According to analysis of billing codes from two large health insurance databases by the US Centres for Disease Control and Prevention (CDC), US children who recover from COVID-19 may have a slightly higher risk for a new diabetes diagnosis compared to uninfected children, but the odds of developing the condition are extremely low, Reuters news agency reported on Tuesday.
In a report published on 7 January 2022 in the CDC's Morbidity and Mortality Weekly Report, the CDC said that in one database with nearly 1.7 million patients under age 18, the rate of new diabetes diagnoses among the roughly 81,000 children who were diagnosed with COVID-19 was 0.08% compared with a 0.03% rate in children who had avoided the virus.
The second database included nearly 879,000 patients under age 18, roughly half of whom had been previously infected. In this population, there was a six-hundredths-of-one-percent difference in rates of new diabetes diagnoses, or 0.25% in recovered children vs. 0.19% in uninfected children.

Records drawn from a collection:
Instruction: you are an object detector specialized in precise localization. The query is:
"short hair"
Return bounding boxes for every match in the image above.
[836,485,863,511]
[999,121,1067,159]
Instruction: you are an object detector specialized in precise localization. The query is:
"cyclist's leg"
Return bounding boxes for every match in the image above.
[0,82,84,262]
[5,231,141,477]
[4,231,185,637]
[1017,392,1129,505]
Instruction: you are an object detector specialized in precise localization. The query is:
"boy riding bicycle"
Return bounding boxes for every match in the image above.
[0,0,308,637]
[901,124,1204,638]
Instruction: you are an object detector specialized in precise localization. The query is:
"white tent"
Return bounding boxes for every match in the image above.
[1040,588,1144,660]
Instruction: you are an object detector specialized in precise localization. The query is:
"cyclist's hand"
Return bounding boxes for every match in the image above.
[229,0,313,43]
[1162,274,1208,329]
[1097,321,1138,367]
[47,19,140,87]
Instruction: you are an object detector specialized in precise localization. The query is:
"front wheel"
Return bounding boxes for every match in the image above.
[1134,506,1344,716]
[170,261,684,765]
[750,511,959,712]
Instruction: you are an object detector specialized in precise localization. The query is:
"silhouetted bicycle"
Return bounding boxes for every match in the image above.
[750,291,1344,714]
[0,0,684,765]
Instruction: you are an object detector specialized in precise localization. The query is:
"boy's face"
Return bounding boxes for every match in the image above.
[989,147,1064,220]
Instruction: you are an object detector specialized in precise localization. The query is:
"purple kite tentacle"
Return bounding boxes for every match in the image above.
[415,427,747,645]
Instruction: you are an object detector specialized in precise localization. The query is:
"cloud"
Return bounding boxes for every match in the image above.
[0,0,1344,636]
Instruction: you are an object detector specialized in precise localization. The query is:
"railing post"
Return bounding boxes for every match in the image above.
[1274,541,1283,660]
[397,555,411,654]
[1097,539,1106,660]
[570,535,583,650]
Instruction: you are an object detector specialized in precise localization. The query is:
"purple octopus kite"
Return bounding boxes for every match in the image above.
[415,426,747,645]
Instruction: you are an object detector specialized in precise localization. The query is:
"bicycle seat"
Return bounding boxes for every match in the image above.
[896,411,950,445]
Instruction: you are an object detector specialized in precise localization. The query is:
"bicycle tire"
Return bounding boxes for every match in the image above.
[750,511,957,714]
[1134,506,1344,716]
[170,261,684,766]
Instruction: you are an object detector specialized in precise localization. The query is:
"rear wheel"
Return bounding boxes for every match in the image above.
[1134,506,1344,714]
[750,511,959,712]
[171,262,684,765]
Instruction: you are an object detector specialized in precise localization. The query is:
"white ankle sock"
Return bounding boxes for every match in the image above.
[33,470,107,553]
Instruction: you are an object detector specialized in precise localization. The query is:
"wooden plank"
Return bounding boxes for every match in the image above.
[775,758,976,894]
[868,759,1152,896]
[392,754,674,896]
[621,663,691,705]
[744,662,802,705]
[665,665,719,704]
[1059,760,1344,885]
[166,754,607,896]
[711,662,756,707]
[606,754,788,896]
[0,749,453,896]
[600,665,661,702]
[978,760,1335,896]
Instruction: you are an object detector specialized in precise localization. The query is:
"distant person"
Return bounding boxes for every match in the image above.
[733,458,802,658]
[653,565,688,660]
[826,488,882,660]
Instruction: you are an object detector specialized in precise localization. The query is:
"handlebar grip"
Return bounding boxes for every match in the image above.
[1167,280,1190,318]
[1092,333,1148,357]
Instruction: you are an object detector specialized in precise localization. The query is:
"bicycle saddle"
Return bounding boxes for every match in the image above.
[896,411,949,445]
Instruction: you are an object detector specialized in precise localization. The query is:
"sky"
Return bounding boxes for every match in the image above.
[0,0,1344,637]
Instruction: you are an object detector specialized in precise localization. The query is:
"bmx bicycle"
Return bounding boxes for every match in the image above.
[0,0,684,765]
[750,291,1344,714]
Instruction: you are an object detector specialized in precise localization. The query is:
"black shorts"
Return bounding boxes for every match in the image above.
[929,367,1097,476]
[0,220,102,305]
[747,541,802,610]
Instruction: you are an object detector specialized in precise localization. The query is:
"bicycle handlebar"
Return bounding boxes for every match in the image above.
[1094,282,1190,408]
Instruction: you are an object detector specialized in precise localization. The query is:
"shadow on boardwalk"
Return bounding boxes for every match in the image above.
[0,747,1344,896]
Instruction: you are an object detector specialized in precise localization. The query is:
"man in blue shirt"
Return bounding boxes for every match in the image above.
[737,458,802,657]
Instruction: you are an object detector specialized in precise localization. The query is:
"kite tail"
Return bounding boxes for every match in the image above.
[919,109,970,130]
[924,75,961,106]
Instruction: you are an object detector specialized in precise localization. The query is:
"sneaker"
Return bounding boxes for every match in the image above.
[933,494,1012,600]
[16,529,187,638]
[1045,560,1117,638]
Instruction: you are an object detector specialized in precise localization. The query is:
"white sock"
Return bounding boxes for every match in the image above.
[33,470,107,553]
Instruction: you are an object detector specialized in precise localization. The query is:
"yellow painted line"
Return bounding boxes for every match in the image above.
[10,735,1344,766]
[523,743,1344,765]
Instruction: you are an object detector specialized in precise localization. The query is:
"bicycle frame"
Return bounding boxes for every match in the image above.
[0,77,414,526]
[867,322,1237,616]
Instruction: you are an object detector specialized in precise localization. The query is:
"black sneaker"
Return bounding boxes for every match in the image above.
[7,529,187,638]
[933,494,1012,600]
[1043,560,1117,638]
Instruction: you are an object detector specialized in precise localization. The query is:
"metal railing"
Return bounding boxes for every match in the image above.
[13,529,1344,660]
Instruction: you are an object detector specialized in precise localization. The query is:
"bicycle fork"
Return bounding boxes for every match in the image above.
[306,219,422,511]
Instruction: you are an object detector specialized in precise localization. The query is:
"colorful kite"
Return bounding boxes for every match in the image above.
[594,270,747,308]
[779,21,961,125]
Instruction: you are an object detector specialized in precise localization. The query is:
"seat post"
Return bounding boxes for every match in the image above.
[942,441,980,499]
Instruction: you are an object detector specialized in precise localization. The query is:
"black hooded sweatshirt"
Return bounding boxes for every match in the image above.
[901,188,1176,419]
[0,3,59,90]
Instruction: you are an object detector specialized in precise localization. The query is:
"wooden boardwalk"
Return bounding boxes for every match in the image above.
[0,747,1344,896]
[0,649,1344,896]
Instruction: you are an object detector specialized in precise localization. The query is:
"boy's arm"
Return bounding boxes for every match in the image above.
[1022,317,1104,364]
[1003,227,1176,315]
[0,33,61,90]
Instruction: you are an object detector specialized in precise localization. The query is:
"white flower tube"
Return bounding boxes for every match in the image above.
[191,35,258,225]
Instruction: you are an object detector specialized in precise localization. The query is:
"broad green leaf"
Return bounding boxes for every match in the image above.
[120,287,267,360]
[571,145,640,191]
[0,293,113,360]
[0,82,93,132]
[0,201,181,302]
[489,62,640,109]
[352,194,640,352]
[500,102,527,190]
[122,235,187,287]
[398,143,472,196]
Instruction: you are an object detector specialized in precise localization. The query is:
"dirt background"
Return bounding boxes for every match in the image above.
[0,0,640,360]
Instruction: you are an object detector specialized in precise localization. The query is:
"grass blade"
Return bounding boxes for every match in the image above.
---
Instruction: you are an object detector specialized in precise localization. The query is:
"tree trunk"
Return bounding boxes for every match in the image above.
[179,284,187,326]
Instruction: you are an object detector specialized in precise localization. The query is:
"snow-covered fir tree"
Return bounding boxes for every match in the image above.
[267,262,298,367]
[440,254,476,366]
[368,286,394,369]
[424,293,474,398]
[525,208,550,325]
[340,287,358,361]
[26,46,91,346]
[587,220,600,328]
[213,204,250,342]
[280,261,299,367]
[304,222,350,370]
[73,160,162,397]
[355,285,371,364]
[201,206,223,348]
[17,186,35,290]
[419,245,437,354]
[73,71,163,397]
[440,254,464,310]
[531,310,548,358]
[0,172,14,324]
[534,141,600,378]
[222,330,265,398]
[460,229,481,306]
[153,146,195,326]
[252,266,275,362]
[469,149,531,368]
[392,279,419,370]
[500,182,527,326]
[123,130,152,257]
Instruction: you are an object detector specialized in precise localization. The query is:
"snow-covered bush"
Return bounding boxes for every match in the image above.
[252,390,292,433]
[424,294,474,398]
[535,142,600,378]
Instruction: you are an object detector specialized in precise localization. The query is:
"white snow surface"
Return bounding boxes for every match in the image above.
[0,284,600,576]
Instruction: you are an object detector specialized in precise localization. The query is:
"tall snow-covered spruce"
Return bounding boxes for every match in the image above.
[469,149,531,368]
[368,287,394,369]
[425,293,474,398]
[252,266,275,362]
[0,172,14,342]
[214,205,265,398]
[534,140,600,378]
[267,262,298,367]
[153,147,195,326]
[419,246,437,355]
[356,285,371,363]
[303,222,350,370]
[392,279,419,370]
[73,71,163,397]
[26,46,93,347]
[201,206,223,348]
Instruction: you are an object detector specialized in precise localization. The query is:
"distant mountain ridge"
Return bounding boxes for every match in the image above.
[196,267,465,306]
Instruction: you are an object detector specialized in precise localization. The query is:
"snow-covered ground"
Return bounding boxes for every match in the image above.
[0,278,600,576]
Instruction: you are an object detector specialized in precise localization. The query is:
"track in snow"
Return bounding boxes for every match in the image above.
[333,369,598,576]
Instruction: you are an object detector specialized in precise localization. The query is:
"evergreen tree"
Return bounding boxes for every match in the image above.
---
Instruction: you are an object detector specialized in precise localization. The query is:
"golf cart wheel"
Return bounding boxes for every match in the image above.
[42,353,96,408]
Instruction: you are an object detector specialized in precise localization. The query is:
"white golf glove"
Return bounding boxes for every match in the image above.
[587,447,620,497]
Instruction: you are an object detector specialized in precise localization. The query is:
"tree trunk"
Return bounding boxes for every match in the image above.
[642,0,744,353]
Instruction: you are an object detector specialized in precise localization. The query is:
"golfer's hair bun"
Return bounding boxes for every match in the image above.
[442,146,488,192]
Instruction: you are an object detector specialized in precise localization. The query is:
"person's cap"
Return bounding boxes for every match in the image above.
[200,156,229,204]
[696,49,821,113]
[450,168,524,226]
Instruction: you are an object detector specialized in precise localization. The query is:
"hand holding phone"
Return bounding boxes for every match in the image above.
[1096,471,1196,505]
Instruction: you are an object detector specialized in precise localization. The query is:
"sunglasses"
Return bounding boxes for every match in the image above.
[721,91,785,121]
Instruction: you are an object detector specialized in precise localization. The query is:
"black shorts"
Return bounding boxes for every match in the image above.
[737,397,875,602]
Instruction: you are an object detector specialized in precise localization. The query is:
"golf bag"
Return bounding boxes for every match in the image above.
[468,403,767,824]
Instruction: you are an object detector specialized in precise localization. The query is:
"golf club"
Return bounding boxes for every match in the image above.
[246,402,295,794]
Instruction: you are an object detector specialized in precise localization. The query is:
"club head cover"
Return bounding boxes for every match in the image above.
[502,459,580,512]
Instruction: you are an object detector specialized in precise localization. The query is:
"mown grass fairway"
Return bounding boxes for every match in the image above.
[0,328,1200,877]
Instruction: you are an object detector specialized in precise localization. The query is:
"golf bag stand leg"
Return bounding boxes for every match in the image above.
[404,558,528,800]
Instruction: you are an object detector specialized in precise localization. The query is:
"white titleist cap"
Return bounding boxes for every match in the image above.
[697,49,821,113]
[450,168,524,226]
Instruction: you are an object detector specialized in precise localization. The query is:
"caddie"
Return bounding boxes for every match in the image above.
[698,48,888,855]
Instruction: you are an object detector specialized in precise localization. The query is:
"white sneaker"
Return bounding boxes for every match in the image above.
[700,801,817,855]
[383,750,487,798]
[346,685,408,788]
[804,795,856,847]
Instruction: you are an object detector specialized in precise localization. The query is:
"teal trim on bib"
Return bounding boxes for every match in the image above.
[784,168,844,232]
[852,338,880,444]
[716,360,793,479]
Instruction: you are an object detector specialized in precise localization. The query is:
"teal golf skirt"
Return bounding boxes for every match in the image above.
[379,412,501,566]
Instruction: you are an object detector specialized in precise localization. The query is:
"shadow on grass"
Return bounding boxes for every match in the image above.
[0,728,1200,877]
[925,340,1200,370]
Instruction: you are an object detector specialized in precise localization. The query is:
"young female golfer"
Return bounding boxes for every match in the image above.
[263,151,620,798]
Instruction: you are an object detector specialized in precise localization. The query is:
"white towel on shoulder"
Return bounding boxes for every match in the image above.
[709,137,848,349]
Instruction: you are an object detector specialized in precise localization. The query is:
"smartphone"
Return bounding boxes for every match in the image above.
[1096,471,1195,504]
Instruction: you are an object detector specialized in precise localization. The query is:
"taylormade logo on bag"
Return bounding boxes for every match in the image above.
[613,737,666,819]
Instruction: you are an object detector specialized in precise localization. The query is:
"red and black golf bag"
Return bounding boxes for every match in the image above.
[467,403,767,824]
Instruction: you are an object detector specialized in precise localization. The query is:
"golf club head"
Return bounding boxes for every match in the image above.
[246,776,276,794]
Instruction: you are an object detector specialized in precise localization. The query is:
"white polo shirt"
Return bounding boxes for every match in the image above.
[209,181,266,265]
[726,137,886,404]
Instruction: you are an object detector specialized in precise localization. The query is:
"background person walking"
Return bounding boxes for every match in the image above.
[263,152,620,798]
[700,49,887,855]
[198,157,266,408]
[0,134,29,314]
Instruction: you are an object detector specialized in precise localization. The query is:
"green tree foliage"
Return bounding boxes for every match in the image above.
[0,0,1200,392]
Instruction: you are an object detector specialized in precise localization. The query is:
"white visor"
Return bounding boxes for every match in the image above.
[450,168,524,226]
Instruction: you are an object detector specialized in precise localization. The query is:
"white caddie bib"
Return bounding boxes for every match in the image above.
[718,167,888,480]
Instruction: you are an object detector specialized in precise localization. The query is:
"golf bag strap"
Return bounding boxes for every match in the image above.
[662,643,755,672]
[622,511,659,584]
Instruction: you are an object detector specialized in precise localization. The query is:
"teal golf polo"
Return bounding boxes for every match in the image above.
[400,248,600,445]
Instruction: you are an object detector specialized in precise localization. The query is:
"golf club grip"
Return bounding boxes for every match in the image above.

### EXERCISE BRIEF
Please pick up the text on diabetes risk in US children after COVID-19 and continue it from where it stops. The rows are separate material, apart from the text.

### ANSWER SECTION
The CDC clarified that this study was not designed to prove that SARS-CoV-2 infection causes more new diabetes diagnoses in children.
The authors also noted that they lacked information on other factors that could have influenced the results, such as the children's rates of prediabetes and obesity, as well as their race, ethnicity and access to commercial health insurance.
Researchers concluded that more research is needed "to further define the potential association between COVID-19 and increased diabetes risk" among children.